● 本文抜粋
..............................

「会計上の見積りの開示に関する会計基準」及び「会計方針の開示、会計上の変更及び誤謬の訂正に関する会計基準」の解説

「会計上の見積りの開示に関する会計基準」及び「会計方針の開示、会計上の変更及び誤謬の訂正に関する会計基準」の解説


情報センサー2020年10月号 会計情報レポート


会計監理部 公認会計士 髙平 圭

品質管理本部 会計監理部において、会計処理および開示制度に関して相談を受ける業務、ならびに当法人内外への情報提供などの業務に従事。2016年から18年の間、金融庁企画市場局企業開示課に勤務し、主に開示制度に関する国内外調査および開示府令改正等の企画業務を担当。

Ⅰ  はじめに

本稿では、企業会計基準委員会(以下、ASBJ)から2020年3月31日に公表されました、企業会計基準第31号「会計上の見積りの開示に関する会計基準」(以下、基準31号)及び改正企業会計基準第24号「会計方針の開示、会計上の変更及び誤謬(ごびゅう)の訂正に関する会計基準」(以下、改正基準24号)について解説します。なお、文中の意見に関する部分については、筆者の私見であることをあらかじめ申し添えます。

 

Ⅱ 基準31号(会計上の見積りに関する開示)

1. 経緯

16年3月及び17年11月に、公益財団法人財務会計基準機構内に設けられている基準諮問会議(以下、基準諮問会議)に対して、国際会計基準審議会が03年に公表した国際会計基準第1号「財務諸表の表示」(以下、IAS第1号)第125項において開示が求められている「見積りの不確実性の発生要因」について、財務諸表利用者にとって有用性が高い情報として日本基準においても注記情報として開示を求めることを検討するよう要望が寄せられました。
そして、18年11月に開催された第397回企業基準委員会において、基準諮問会議より、「見積りの不確実性の発生要因」に係る注記情報の充実について検討することがASBJに提言されました。これを受けて、ASBJは19年10月に公開草案を公表し広く意見を求め、寄せられた意見を踏まえて検討を行い、公開草案の内容を一部修正し、基準31号の公表に至っています。

..............................

● 指示内容 1
次の記述(a)〜(c)がそれぞれ上記の本文抜粋と一致するかを「はい」か「いいえ」で答え、判断の根拠となる本文抜粋の語句をそのまま引用してください。(a) 基準31号と改正基準24号は、ASBJから2020年3月31日に公表された。(b) ASBJは、公開草案の内容を修正することなく基準31号を公表した。(c) 基準諮問会議への要望は、2016年3月に一度だけ寄せられた。
● 指示内容 2
上記の本文抜粋によると、IAS第1号第125項において開示が求められているものは何ですか。

● 元データ

..............................

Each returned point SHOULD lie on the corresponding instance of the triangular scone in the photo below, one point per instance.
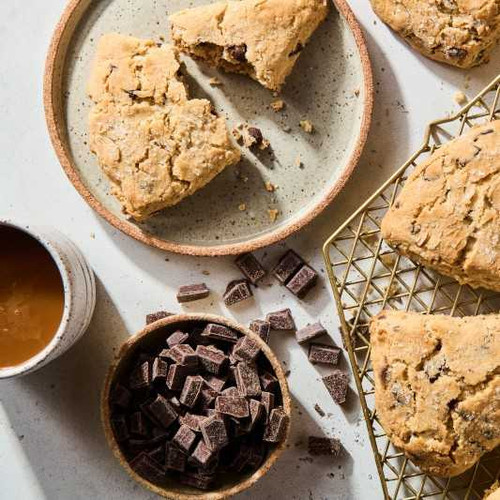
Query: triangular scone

..............................

● 解答全文 1
(a) はい。「企業会計基準委員会(以下、ASBJ)から2020年3月31日に公表されました」
(b) いいえ。「公開草案の内容を一部修正し、基準31号の公表に至っています」
(c) いいえ。「16年3月及び17年11月に、公益財団法人財務会計基準機構内に設けられている基準諮問会議(以下、基準諮問会議)に対して」

● 解答全文 2
「見積りの不確実性の発生要因」です。